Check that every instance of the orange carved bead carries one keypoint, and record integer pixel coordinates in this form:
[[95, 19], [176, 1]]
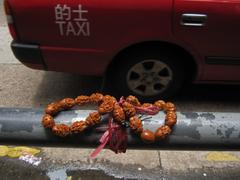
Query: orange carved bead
[[48, 121], [109, 98], [133, 100], [146, 105], [96, 98], [82, 100], [67, 103], [118, 114], [129, 109], [106, 107], [148, 136], [61, 130], [52, 108], [162, 132], [93, 119], [169, 107], [136, 124], [78, 126], [160, 104]]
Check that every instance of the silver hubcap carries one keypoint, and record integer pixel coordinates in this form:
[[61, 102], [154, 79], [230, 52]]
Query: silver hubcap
[[149, 77]]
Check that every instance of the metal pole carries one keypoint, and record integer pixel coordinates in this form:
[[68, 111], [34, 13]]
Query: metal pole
[[193, 131]]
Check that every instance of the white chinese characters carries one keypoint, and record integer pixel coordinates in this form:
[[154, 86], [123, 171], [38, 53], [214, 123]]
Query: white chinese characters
[[72, 22]]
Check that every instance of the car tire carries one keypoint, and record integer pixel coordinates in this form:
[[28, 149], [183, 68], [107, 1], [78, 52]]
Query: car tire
[[148, 76]]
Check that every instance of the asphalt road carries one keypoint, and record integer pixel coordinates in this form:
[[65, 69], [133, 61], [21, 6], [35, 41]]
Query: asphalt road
[[23, 87]]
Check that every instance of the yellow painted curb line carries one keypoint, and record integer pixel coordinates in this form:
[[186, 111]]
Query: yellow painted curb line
[[16, 152], [222, 157]]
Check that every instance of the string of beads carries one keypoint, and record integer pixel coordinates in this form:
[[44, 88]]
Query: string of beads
[[125, 112]]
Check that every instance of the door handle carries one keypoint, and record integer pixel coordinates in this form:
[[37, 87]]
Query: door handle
[[193, 19]]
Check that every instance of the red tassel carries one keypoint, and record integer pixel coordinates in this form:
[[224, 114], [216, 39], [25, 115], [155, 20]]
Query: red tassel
[[116, 136]]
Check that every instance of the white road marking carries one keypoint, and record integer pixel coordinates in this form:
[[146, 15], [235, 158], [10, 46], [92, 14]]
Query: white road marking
[[6, 55]]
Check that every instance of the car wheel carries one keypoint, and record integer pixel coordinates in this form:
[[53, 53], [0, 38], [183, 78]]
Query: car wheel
[[149, 76]]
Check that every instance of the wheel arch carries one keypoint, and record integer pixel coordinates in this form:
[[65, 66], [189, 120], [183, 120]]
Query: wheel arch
[[187, 58]]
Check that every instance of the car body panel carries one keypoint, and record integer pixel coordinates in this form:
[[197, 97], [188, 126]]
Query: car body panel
[[84, 37]]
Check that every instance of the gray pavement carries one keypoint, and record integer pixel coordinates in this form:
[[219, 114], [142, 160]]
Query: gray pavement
[[23, 87]]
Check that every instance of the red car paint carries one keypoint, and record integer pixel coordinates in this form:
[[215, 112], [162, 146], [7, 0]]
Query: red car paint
[[114, 26]]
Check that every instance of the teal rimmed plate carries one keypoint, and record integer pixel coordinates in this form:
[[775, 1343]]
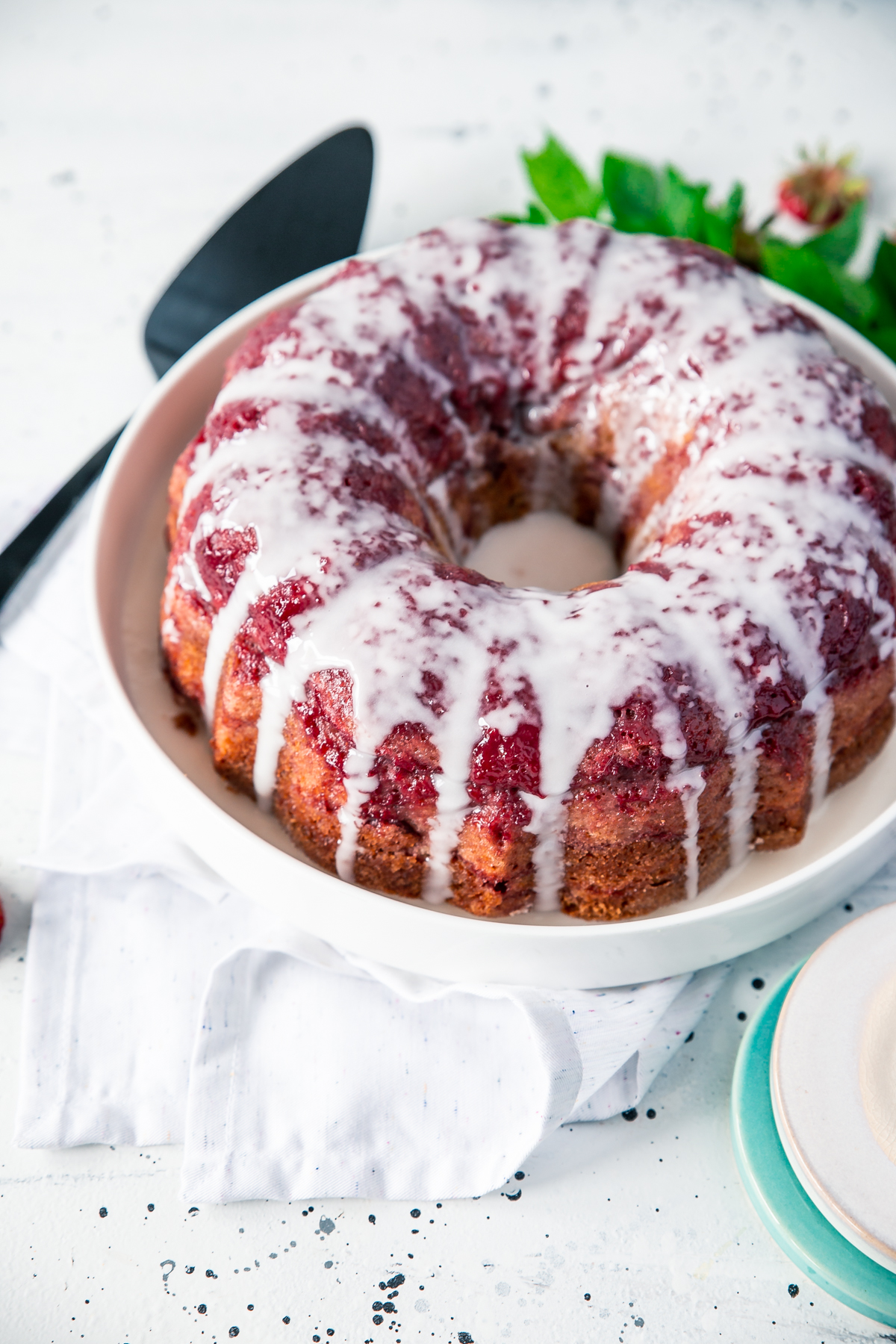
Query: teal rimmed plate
[[802, 1233]]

• [Task to complete]: With the pictures excluded, retype the records above verbatim.

• [Exercise result]:
Check that every instance of the orange carved bead carries one keypoint, and record integer pixel coordinates in this form:
[[95, 19], [176, 1]]
Query: orange carved bead
[[48, 121], [109, 98], [133, 100], [146, 105], [96, 98], [82, 100], [67, 103], [118, 114], [129, 109], [106, 107], [148, 136], [61, 130], [52, 108], [162, 132], [93, 119], [169, 107], [136, 124], [78, 126], [160, 104]]
Check that every instance of the silver hubcap carries one keypoint, and record integer pixel coordinates in this form:
[[61, 102], [154, 79], [230, 52]]
Query: silver hubcap
[[149, 77]]
Check that every instance of the metal pole carries one keypoint, and record integer pixel coordinates in this form:
[[68, 111], [34, 13]]
Query: metal pole
[[193, 131]]
Check that every instance of the white chinese characters carries one keypoint, and record integer pixel coordinates in this form:
[[154, 86], [123, 171], [38, 53], [214, 123]]
Query: white chinese characters
[[72, 22]]
Check that every instance of the car tire carries one keypoint, and record integer pixel coordinates in this form:
[[28, 149], [183, 68], [107, 1], [78, 52]]
Query: car tire
[[148, 76]]
Check that every instance of the asphalt road carries one keypoint, and record integer pixel coordinates in this form:
[[65, 69], [133, 61], [21, 6], [35, 41]]
Query: asphalt road
[[23, 87]]
Check that every instance of the yellow painted curb line carries one keypoint, and record integer pixel coordinates in this form:
[[186, 111]]
Query: yellow painted curb line
[[16, 152], [222, 157]]
Check that every instance of the string of beads carries one keypoint, and record integer pixel coordinates in this form:
[[44, 88]]
Query: string of beads
[[125, 112]]
Check that every instance of the door handle carries one keypoint, and record integer pixel coordinates in this form:
[[37, 87]]
Query: door handle
[[193, 19]]
Check that every instance of the red tassel carries one keypoint, and record integer pixel coordinates in this form:
[[224, 114], [216, 39], [25, 115], [155, 20]]
Query: red tassel
[[116, 136]]
Check that every instance of the white road marking carries one keypoint, and record integer pixel coordinates in this form:
[[146, 15], [235, 158], [10, 46], [92, 14]]
Query: white road marking
[[6, 55]]
Check that every instance of the car wheel carries one keypoint, and record integer pixel coordinates in this form:
[[53, 53], [0, 38], [183, 78]]
Query: car wheel
[[149, 76]]
Check that every instance of the wheel arch carries one keypoint, and record integer pixel coordinates in this form:
[[65, 66], [189, 120], [183, 120]]
Query: wheel arch
[[187, 58]]
Check that every instance of the car body panel carries one keypoint, and record integer pixel coordinates in this form:
[[197, 97], [188, 126]]
Query: car body panel
[[84, 37]]
Check that every instance of the gray pavement carries one keypoint, and record integer pixel coordinates in this form:
[[219, 114], [142, 160]]
Query: gray pavement
[[23, 87]]
Check that every instance of the red car paint carries one keypoint, and record integer pixel coordinates in this form:
[[215, 112], [162, 146], [7, 0]]
Query: red car paint
[[114, 26]]
Check that every instance of the teal rimmed plate carries one keypoint, and record integer pixel coordinates in this form:
[[775, 1343]]
Query: teal rimmed plate
[[802, 1233]]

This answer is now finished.